**PASSAGE TO READ**
· · · · · · ·
A flurry of government officials have been preempting tomorrow’s producer price index (PPI) data release by making speeches to the public or press. I’m going to highlight the two big ones that stood out to me.
Yesterday, New York Fed President John Williams spoke via teleconference at St Lawrence University. The transcript can be found here. While he only said the word “bottleneck” once, he said the word “inflation” 28 times. At one point he emphasized the employment goal of the Fed and where he sees it at.
“But I cannot stress enough that we still have a long way to go to get back to our maximum employment goal. For example, there are still over five million fewer jobs today than before the pandemic, and the unemployment rate is still far above the levels reached early last year.”
When he got to addressing inflation, he stuck with the transitory line.
· · · · · · ·
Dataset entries
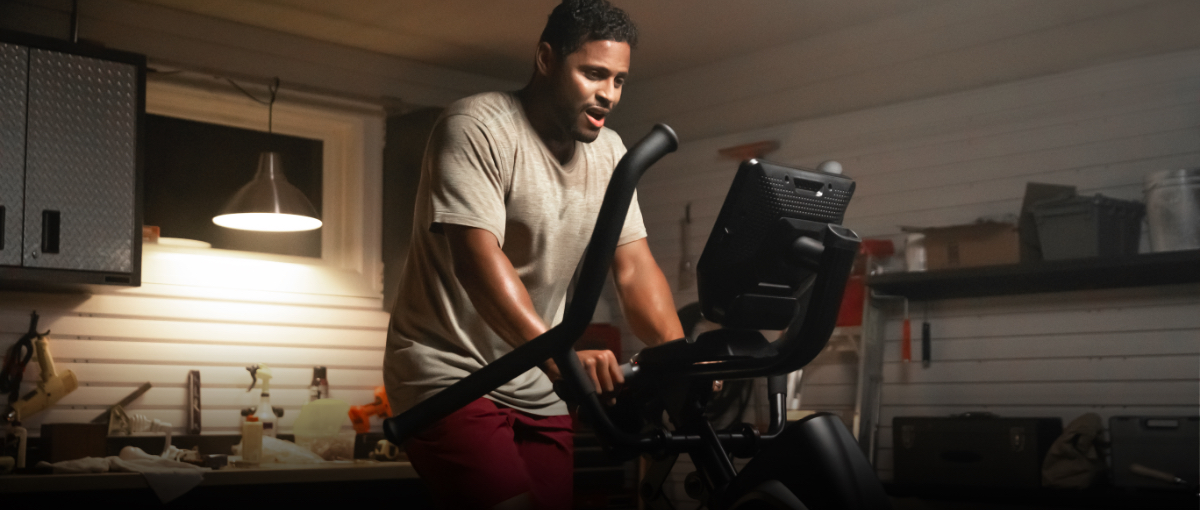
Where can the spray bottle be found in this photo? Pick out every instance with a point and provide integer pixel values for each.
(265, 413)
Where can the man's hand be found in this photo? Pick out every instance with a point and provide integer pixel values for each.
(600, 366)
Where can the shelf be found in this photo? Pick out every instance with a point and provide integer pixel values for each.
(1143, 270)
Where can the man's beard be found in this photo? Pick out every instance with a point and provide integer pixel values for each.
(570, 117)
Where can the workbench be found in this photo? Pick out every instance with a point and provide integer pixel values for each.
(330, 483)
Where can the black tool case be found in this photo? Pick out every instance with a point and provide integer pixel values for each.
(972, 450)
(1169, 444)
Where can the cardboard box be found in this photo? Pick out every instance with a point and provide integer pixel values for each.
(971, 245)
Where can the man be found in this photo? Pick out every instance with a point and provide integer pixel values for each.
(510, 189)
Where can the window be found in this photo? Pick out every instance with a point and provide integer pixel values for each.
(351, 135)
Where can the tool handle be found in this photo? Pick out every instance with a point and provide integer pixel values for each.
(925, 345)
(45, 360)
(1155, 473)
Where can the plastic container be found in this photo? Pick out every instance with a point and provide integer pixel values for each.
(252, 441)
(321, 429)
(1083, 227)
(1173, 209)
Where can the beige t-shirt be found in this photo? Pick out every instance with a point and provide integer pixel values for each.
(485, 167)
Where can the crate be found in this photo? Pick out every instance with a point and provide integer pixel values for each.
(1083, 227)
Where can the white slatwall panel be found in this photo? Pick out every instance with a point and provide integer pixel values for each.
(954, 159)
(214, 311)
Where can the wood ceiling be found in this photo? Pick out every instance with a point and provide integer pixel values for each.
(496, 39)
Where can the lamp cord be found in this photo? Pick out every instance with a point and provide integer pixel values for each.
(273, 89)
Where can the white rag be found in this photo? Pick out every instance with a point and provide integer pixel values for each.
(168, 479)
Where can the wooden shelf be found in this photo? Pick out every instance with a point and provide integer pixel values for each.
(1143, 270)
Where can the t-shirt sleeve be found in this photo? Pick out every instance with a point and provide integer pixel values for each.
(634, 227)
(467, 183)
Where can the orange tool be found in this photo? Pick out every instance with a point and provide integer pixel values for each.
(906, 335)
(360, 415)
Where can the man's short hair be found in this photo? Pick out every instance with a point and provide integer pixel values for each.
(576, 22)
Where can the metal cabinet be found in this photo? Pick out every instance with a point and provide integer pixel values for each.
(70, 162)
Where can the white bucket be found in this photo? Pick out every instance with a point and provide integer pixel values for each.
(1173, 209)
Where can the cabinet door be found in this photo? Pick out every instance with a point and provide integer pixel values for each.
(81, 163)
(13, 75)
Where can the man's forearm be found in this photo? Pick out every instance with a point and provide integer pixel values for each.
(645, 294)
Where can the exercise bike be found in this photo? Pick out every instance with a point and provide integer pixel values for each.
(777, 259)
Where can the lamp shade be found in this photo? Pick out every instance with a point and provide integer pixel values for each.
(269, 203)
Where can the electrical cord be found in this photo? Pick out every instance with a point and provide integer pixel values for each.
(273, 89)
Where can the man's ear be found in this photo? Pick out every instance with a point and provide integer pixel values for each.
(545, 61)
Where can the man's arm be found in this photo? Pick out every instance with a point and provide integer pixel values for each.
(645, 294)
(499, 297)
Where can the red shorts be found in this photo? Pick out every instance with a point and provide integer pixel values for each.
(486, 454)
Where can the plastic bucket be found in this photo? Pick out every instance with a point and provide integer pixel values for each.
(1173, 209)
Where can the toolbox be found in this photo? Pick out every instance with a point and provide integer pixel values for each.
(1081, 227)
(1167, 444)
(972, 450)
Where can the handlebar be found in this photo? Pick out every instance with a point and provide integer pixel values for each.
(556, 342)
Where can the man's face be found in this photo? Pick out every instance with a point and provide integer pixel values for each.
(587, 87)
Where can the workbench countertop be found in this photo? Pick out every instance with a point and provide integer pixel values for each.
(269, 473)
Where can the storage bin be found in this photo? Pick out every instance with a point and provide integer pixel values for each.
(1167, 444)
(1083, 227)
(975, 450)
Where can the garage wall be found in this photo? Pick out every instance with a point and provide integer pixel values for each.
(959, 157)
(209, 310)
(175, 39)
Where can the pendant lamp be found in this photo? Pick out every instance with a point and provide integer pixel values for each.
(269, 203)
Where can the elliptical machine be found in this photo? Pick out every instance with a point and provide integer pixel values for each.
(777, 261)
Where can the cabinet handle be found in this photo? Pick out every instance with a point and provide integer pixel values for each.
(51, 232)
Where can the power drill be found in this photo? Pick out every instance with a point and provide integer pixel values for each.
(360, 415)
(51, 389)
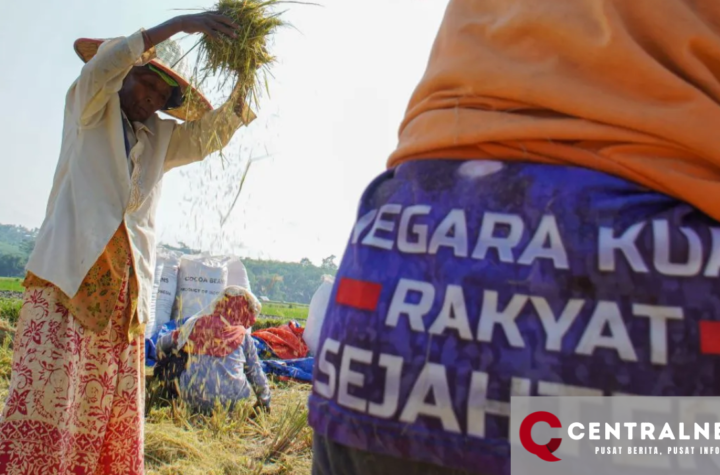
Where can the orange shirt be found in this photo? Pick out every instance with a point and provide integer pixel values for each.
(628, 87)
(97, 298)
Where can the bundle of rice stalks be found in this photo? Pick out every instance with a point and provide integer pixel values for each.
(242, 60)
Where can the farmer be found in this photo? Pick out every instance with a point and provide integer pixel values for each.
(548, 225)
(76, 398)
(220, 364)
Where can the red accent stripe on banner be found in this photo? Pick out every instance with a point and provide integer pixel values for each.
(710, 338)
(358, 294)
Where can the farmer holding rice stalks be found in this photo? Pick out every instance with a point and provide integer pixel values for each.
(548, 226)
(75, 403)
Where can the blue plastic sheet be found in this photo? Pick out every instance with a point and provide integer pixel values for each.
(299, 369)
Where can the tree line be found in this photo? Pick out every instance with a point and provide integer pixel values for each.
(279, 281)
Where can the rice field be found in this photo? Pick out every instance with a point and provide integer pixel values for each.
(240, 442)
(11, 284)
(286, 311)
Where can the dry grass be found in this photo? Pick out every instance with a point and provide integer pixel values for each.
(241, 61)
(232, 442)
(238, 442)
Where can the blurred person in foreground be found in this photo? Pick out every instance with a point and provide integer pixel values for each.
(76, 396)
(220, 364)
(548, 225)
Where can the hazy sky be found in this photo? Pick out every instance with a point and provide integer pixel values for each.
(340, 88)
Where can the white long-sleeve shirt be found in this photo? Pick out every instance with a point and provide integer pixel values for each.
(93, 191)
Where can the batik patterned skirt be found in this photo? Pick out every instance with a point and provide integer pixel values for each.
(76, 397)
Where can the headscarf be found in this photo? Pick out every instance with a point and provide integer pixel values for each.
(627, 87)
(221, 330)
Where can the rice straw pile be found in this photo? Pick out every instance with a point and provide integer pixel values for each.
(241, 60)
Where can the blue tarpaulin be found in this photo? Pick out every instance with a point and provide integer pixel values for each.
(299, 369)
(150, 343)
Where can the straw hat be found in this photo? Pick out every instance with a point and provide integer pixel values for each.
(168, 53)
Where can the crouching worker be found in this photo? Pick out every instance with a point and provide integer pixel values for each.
· · · · · · ·
**REQUIRED TASKS**
a - Answer these questions using the passage on government officials' remarks before the PPI release:
(i) Which data release are the officials preempting?
(ii) Where did John Williams speak yesterday, and by what means?
(iii) According to Williams, how many fewer jobs are there today than before the pandemic?
b - Copy the part of the passage on government officials' remarks before the PPI release that lies between "Yesterday, New York" and "the transitory line.", inclusive.

**ANSWERS TO THE EXERCISES**
a -
(i) Tomorrow's producer price index (PPI) data release.
(ii) At St Lawrence University, via teleconference.
(iii) Over five million fewer jobs.

b -
Yesterday, New York Fed President John Williams spoke via teleconference at St Lawrence University. The transcript can be found here. While he only said the word “bottleneck” once, he said the word “inflation” 28 times. At one point he emphasized the employment goal of the Fed and where he sees it at.
“But I cannot stress enough that we still have a long way to go to get back to our maximum employment goal. For example, there are still over five million fewer jobs today than before the pandemic, and the unemployment rate is still far above the levels reached early last year.”
When he got to addressing inflation, he stuck with the transitory line.